Seçilen Metin:

★ ★ ★ ★ ★

Türkiye’nin mutfaklarda Türkiye’nin yüzü olacak, Türk mutfağını dünyaya tanıtacak, teknik bilgisi olan, araştırmayı seven, ürün bilen, lisan bilen ve prezentabl, eğitimli şeflere ihtiyacı var.
İtalya’da bu sektörde kuvvetli ve samimi bir dostum, İtalya’da 70 bin ve dünyada bir o kadar daha İtalyan restoranı olduğunu söylüyor. Son on yılda dünya çapındaki İtalyan restoranların kalitesinin inanılmaz arttığını ekliyor. Bu gelişmeyi ise direkt olarak İtalya’daki profesyonel aşçılık okullarına ve de bu okullarda verilen işletmecilik ve İtalyan mutfağı eğitimlerini alarak uzmanlaşmış profesyonel şef sayısının artmasına bağlıyor.

★ ★ ★ ★ ★

Kaynak Veriler:
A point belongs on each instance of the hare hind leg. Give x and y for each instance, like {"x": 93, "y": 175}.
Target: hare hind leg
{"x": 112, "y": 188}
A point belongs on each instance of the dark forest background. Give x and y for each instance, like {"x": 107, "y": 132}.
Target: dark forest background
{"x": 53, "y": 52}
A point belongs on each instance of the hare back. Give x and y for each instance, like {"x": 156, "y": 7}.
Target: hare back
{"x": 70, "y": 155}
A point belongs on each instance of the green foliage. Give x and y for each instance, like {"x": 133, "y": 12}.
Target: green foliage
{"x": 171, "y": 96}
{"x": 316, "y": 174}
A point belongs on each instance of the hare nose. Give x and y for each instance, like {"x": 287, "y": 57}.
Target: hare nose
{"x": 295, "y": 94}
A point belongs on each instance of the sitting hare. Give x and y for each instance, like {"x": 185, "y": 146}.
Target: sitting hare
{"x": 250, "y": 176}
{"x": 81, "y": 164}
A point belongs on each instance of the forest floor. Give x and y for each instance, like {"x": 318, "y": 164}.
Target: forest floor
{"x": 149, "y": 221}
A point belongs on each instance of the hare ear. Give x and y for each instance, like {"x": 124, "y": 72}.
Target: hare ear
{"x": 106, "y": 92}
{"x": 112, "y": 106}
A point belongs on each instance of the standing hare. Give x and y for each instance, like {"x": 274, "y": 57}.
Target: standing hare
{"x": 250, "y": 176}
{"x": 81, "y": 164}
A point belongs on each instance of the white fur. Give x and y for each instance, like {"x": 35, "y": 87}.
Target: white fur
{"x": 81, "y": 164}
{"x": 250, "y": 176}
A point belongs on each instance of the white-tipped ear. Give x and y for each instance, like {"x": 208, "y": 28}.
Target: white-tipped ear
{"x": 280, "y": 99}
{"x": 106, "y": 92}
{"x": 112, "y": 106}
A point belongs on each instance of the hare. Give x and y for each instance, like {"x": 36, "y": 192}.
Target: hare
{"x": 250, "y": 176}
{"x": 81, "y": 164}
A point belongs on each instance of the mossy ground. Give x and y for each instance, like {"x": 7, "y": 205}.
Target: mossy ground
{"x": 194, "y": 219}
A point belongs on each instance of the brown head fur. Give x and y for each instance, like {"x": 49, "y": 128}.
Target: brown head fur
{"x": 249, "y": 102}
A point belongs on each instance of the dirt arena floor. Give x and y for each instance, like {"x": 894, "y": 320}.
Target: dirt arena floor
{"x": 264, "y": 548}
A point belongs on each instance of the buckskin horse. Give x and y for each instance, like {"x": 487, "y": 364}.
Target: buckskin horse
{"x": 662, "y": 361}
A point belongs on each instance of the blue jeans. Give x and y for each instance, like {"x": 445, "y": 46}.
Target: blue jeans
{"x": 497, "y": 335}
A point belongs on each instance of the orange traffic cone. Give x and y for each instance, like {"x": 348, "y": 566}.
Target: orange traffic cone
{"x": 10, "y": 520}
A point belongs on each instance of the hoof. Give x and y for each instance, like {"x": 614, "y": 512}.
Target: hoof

★ ★ ★ ★ ★

Çözülecek Problemler:
**1)** Kayıtlarda "A point belongs on each instance of the buckskin" ifadesini içeren satırdan kayıtların sonuna kadar, iki uç da dahil olmak üzere bütün satırları istekleriyle birlikte yeniden yaz. Yanıtlardaki her x ve y koordinatını 120 artır.
**2)** Şef eğitimi üzerine olan metni kaldığı yerden sürdür.
Kayıtların şef eğitimi üzerine olan metinle hiçbir ilgisi yoktur.

Yanıtlar:
**1)**
A point belongs on each instance of the buckskin horse. Give x and y for each instance, like {"x": 487, "y": 364}.
Target: buckskin horse
{"x": 782, "y": 481}
A point belongs on each instance of the blue jeans. Give x and y for each instance, like {"x": 445, "y": 46}.
Target: blue jeans
{"x": 617, "y": 455}
A point belongs on each instance of the orange traffic cone. Give x and y for each instance, like {"x": 348, "y": 566}.
Target: orange traffic cone
{"x": 130, "y": 640}
A point belongs on each instance of the hoof. Give x and y for each instance, like {"x": 614, "y": 512}.
Target: hoof

**2)**
Yurtdışında yaşayan amatör ya da profesyonel İtalyan aşçılar, fiyatına bile bakmadan mutlaka, ama mutlaka İtalyan ürünleri, hatta kendi yörelerinin spesifik ürünlerini kullanırlar. Daha da müthişi, birlikte hareket edip bu ürünleri stoklarında bulundurmaları için hem toptan hem de perakende sektörüne, sağlam bir baskı oluştururlar. İnsanımız için ise durum tersine işler. Yurtdışında yaşayan amatör ya da profesyonel tüketiciler Türk ürünleri kullanmak konusunda ısrarcı olmadıkları gibi, ya o ülkelerde oluşmuş ve Türk olduğunu iddia eden markalara rağbet ederler, ya da ucuz olsun diye Yunan beyaz peyniri, Lübnan tahini, Bulgar yoğurdu gibi ürünleri mutfaklarına sokarlar.
İhtiyacımız olan şey eğitim. Tarımda eğitim, depolamada eğitim, işlemede eğitim. Paketleme, ambalaj, dizayn ve sergileme konularında sıkı bir eğitim. Üreticiden tüketiciye değer zincirindeki her kademeye sıkı bir eğitim. Sürdürülebilir bir sistem için, sürdürülebilir şekilde kurgulanmış bir eğitim…”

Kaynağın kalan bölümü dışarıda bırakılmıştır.